From the records below, rewrite the lines between the line containing "Segment every instance of the man's" and the line containing "POLYGON ((188 119, 199", inclusive, keeping the requests as they are. Scale every polygon coordinate in the answers by 2.55 and round each result to a whole number, with halves rounded up.

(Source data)
☆ ☆ ☆ ☆ ☆ ☆ ☆

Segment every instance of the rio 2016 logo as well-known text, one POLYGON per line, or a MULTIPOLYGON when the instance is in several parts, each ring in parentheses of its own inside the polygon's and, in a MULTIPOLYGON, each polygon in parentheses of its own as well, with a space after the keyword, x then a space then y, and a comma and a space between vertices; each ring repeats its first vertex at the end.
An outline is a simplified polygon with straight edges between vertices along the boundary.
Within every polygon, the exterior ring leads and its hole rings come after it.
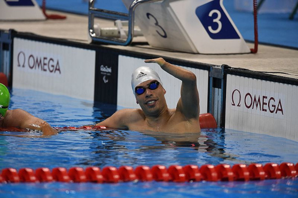
POLYGON ((31 0, 4 0, 7 5, 11 6, 34 6, 31 0))

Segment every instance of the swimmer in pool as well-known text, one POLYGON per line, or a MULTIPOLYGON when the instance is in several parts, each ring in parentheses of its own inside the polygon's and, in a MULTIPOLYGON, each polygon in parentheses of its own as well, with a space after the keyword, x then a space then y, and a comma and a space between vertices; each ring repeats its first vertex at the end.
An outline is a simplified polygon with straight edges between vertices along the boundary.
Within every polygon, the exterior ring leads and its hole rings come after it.
POLYGON ((132 87, 141 109, 124 109, 96 124, 138 131, 200 133, 200 104, 196 75, 162 58, 146 60, 156 63, 182 81, 181 97, 176 108, 168 108, 165 90, 158 75, 148 67, 141 67, 132 75, 132 87))
POLYGON ((58 133, 44 120, 20 109, 8 110, 10 95, 5 85, 0 83, 0 127, 17 127, 42 131, 44 135, 58 133))

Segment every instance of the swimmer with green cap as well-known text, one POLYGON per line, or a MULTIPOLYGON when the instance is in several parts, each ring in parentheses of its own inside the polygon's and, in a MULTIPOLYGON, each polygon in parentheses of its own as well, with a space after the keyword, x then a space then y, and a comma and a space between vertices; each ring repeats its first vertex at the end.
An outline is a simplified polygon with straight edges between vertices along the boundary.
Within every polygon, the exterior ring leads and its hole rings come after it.
POLYGON ((182 81, 181 97, 176 108, 168 108, 164 97, 166 91, 157 73, 143 66, 132 75, 132 88, 141 109, 119 110, 96 125, 144 132, 199 133, 200 104, 196 75, 162 58, 145 61, 158 64, 165 72, 182 81))
POLYGON ((0 127, 17 127, 42 131, 44 135, 58 131, 41 119, 20 109, 8 110, 10 95, 5 85, 0 83, 0 127))

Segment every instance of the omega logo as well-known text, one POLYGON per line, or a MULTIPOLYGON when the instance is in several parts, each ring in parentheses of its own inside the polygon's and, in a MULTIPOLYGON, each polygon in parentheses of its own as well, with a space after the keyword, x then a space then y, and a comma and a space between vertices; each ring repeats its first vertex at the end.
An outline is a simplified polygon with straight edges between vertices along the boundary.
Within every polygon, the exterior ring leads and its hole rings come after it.
POLYGON ((59 60, 47 56, 39 56, 30 54, 27 59, 25 53, 20 51, 17 54, 17 66, 29 67, 29 69, 61 74, 59 60))
MULTIPOLYGON (((232 92, 232 106, 241 106, 241 96, 240 91, 237 89, 232 92)), ((247 109, 251 108, 260 111, 267 112, 268 110, 271 113, 277 113, 279 111, 284 115, 284 109, 281 99, 276 99, 274 97, 267 96, 252 96, 250 93, 245 94, 244 99, 244 106, 247 109)))

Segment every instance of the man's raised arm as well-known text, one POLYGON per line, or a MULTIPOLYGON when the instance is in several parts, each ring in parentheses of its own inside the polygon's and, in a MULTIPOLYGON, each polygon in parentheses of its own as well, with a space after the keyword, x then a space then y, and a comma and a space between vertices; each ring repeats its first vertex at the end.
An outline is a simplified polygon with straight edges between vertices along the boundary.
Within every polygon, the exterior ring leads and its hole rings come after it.
POLYGON ((188 119, 199 119, 200 100, 196 75, 190 71, 169 63, 162 58, 146 60, 145 62, 157 63, 164 71, 182 81, 181 98, 176 111, 181 112, 188 119))

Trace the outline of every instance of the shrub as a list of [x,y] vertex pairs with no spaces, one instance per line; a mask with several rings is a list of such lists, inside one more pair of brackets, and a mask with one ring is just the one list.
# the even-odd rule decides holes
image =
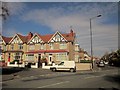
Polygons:
[[92,63],[91,60],[80,60],[80,63]]

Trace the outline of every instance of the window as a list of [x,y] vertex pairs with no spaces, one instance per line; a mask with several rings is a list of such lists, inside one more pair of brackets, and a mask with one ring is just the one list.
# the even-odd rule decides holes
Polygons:
[[53,49],[54,47],[53,47],[53,43],[50,43],[50,49]]
[[79,55],[75,55],[75,61],[76,61],[76,62],[79,61]]
[[58,53],[56,54],[56,60],[57,61],[66,61],[67,59],[67,54],[66,53]]
[[13,49],[14,49],[14,45],[12,44],[12,45],[11,45],[11,50],[13,50]]
[[29,50],[35,50],[35,45],[29,45]]
[[75,51],[79,51],[79,46],[75,45]]
[[55,36],[55,38],[56,38],[57,41],[59,41],[59,40],[60,40],[60,35],[57,34],[57,35]]
[[15,60],[20,60],[21,59],[21,54],[20,53],[15,53],[14,55],[15,55],[14,56]]
[[41,49],[44,49],[44,44],[41,44]]
[[29,60],[29,61],[34,61],[34,54],[28,54],[26,55],[26,59]]
[[20,50],[23,49],[23,45],[22,44],[19,44],[18,47],[19,47]]
[[66,43],[60,43],[60,49],[66,49],[67,44]]

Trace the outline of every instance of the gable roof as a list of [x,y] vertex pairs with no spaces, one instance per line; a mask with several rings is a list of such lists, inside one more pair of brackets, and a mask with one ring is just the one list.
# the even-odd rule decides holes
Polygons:
[[27,43],[29,43],[36,35],[44,42],[44,40],[42,39],[42,36],[41,36],[40,34],[38,34],[38,33],[35,33],[35,34],[32,36],[32,38],[28,40]]
[[10,40],[12,39],[12,37],[5,37],[5,36],[2,36],[2,39],[4,40],[4,42],[7,44],[10,42]]
[[[46,34],[46,35],[40,35],[39,33],[35,33],[31,37],[29,37],[29,34],[26,35],[26,36],[23,36],[23,35],[17,33],[15,36],[18,36],[22,40],[23,43],[29,42],[35,35],[39,36],[44,42],[49,42],[57,33],[59,33],[67,41],[71,41],[71,42],[74,41],[75,33],[73,33],[73,32],[62,34],[62,33],[57,31],[54,34]],[[2,36],[5,43],[11,42],[14,37],[4,37],[4,36]]]

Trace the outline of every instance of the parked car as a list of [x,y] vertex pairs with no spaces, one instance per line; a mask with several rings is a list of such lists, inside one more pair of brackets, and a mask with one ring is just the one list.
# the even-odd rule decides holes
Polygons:
[[98,64],[97,64],[98,67],[105,67],[105,63],[104,61],[100,61]]
[[76,65],[74,61],[63,61],[63,62],[60,62],[60,64],[51,66],[50,70],[52,71],[67,70],[70,72],[76,72]]

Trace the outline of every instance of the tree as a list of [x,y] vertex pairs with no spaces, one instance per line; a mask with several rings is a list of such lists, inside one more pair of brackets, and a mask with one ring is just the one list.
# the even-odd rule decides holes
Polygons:
[[0,2],[0,16],[2,16],[3,20],[7,19],[7,16],[9,16],[9,11],[7,8],[7,3],[6,2]]

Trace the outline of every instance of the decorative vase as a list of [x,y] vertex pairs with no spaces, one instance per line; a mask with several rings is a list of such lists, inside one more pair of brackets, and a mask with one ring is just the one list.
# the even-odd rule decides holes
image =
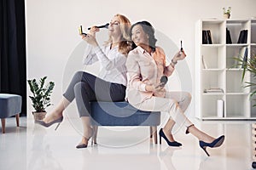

☆ ☆ ☆ ☆ ☆ ☆ ☆

§ **Answer to the task**
Segment every instance of the man's raised arm as well-known text, one POLYGON per line, or a MULTIPOLYGON when the instance is in several parts, each ring in parentheses of its own inside the polygon's and, in a MULTIPOLYGON, each polygon in parentheses of its own as well, with a space after the keyword, x then a space then y, and a comma and a space between vertices; each ring repeats its first vertex at the end.
An outline is a simplified polygon with straight edges between vertices along the boundary.
Within every polygon, the exterior ring leads and its hole rings come after it.
POLYGON ((479 303, 507 303, 510 255, 500 191, 485 181, 431 161, 413 148, 372 153, 370 158, 400 161, 418 181, 464 207, 462 250, 449 283, 462 286, 479 303))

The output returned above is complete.